Problem: Extract every line from the items below that contains the string "animal", and copy each one in full. Case matters, so count only lines where the letters match exactly.

Data supplied:
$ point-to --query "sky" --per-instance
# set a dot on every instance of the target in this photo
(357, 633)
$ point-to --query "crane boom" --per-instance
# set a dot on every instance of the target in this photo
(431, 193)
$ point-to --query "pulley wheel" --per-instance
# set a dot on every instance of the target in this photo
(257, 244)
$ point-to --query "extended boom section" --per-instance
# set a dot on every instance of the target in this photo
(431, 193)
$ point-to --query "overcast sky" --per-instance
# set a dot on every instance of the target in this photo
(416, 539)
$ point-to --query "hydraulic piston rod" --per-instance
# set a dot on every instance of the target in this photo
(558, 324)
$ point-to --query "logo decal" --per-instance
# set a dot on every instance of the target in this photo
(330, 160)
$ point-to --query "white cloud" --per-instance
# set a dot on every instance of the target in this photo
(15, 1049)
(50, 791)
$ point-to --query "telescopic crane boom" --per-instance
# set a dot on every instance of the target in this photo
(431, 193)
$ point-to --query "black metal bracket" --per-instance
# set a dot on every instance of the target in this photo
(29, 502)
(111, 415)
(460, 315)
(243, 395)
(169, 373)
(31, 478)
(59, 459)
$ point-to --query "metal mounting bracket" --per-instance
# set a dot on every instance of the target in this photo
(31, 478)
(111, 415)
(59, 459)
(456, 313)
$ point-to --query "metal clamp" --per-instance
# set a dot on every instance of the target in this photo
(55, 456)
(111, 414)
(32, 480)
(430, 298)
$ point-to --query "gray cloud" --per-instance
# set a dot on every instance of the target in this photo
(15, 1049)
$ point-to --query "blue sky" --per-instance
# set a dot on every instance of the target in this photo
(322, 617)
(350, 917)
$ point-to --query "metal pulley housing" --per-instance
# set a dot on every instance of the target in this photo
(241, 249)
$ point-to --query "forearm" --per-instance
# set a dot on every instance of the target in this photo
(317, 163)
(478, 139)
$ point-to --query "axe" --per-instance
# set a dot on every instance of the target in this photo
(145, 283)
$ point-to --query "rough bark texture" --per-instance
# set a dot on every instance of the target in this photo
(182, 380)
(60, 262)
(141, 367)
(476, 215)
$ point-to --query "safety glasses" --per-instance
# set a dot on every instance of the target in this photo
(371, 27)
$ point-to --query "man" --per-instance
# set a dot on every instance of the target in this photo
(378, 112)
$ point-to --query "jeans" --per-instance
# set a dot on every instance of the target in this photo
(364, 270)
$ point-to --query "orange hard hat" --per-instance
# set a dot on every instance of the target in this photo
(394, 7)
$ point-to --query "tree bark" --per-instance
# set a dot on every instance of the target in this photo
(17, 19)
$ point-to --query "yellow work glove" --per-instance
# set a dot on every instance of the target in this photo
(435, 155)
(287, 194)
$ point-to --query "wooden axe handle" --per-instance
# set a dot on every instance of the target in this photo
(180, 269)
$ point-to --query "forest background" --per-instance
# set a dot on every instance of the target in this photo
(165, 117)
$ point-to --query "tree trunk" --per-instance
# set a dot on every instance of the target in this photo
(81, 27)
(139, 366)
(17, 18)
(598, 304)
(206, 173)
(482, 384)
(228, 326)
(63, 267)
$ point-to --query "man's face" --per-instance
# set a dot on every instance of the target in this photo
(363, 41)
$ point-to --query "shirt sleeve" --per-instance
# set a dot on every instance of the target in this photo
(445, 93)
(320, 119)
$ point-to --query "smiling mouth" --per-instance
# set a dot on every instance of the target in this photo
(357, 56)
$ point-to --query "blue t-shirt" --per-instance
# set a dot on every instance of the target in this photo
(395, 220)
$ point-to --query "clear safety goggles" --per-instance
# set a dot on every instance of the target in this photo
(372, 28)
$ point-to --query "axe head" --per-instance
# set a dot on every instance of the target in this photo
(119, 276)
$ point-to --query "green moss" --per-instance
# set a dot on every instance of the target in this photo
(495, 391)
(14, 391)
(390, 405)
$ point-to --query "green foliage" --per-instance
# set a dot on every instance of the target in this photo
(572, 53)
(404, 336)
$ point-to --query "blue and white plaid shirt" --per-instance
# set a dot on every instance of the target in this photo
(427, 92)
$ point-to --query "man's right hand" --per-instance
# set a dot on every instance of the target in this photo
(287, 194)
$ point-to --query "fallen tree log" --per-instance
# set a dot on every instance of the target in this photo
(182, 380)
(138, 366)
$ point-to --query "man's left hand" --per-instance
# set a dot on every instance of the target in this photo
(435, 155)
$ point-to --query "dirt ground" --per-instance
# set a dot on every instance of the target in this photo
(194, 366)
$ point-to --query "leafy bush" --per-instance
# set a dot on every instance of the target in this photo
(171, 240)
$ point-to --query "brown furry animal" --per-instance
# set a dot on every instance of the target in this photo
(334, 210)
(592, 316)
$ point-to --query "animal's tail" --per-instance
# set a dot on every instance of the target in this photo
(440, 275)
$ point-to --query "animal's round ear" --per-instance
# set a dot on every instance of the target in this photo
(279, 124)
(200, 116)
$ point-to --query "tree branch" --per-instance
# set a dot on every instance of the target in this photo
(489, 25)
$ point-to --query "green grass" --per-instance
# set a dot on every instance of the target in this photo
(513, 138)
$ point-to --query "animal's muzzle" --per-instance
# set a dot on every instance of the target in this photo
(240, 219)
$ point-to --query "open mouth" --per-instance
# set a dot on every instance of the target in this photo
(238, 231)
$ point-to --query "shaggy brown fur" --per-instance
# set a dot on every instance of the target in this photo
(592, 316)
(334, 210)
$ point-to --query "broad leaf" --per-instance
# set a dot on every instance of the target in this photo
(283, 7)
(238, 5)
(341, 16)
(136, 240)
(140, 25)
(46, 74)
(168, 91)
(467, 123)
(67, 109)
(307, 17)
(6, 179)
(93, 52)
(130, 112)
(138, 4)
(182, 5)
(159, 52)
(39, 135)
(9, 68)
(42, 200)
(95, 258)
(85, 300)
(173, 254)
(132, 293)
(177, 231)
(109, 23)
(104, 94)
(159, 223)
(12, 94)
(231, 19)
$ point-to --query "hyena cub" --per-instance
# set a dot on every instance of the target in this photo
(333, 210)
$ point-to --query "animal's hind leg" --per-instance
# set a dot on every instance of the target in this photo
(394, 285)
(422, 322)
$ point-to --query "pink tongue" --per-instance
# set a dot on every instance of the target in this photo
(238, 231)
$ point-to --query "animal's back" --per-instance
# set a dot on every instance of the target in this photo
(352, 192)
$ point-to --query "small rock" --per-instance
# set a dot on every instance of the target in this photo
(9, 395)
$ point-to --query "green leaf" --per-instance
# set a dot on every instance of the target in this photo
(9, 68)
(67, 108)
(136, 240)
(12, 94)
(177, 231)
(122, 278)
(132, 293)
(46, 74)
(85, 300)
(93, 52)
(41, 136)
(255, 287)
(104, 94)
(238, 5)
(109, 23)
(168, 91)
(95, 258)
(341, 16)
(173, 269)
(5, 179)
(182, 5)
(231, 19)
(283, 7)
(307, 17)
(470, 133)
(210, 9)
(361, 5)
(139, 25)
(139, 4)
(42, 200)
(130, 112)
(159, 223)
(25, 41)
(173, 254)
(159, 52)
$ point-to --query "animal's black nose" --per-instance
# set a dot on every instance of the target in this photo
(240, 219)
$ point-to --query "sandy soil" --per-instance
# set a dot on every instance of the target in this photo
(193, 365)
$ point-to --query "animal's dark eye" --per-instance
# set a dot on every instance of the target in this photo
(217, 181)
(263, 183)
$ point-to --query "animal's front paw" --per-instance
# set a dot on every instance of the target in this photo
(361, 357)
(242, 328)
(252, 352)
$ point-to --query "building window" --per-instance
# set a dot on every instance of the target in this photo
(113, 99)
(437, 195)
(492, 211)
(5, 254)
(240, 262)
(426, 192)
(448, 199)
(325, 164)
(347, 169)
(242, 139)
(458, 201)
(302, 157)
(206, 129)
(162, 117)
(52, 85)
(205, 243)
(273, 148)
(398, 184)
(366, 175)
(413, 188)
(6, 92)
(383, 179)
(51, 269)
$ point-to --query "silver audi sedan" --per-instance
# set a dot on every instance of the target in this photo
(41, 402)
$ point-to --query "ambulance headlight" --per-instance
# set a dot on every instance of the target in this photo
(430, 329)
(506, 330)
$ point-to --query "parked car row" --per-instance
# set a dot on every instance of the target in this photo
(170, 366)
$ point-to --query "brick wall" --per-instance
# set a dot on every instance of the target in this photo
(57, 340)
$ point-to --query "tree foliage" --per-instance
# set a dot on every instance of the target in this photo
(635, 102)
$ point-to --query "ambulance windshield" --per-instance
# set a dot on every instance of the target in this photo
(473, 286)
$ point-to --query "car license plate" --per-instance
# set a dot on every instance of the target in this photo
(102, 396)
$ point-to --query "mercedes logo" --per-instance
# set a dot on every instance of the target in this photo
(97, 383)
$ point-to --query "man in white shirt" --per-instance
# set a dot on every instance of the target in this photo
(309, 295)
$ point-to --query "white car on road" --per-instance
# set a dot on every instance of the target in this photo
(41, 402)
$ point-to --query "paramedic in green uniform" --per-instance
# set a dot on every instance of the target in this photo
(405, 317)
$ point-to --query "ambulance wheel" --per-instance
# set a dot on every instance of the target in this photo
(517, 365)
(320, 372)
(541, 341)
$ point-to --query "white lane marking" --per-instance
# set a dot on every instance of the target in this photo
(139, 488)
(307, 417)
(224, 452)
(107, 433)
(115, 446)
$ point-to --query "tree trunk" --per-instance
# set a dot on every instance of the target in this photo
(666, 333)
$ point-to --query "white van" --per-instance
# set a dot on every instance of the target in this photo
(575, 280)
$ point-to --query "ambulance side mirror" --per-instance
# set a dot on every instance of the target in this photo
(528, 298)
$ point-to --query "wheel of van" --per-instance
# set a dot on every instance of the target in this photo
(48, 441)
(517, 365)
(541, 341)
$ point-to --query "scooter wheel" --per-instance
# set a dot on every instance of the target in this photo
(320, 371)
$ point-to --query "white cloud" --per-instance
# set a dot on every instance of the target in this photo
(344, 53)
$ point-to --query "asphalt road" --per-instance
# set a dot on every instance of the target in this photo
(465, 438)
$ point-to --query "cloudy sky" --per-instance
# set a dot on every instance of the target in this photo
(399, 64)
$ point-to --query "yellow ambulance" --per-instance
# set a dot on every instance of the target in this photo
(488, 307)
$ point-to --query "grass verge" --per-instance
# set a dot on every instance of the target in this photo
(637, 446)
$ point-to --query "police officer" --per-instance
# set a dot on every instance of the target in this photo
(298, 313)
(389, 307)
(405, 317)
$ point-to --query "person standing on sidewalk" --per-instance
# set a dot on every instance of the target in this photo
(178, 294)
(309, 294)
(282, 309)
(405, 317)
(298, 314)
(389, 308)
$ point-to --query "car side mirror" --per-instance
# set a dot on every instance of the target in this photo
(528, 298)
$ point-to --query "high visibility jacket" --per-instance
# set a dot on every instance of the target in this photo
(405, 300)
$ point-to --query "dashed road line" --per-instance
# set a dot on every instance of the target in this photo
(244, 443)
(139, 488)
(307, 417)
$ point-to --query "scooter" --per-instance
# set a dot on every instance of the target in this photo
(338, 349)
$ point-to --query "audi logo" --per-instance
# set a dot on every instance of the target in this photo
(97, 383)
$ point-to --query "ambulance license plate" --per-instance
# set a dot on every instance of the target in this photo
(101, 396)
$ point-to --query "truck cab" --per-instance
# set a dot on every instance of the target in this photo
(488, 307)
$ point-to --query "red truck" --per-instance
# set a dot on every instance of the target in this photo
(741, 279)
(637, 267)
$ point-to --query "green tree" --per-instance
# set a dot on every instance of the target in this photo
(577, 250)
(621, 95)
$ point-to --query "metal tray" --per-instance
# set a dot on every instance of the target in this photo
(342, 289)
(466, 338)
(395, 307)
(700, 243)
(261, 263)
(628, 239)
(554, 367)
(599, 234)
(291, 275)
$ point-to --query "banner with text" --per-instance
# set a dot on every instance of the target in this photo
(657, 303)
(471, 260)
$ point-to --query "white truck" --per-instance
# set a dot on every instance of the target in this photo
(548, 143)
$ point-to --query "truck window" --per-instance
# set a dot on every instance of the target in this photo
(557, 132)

Result:
$ point-to --query "brown furry animal" --per-instance
$ point-to --query "animal's tail" --per-instance
$ point-to --query "animal's round ear" --per-instance
$ point-to --query "animal's muzzle" --per-instance
$ point-to --query "animal's hind leg" --per-instance
$ point-to --query "animal's back" --per-instance
$ point-to --query "animal's black nose" --per-instance
$ point-to --query "animal's dark eye" --per-instance
$ point-to --query "animal's front paw" --per-instance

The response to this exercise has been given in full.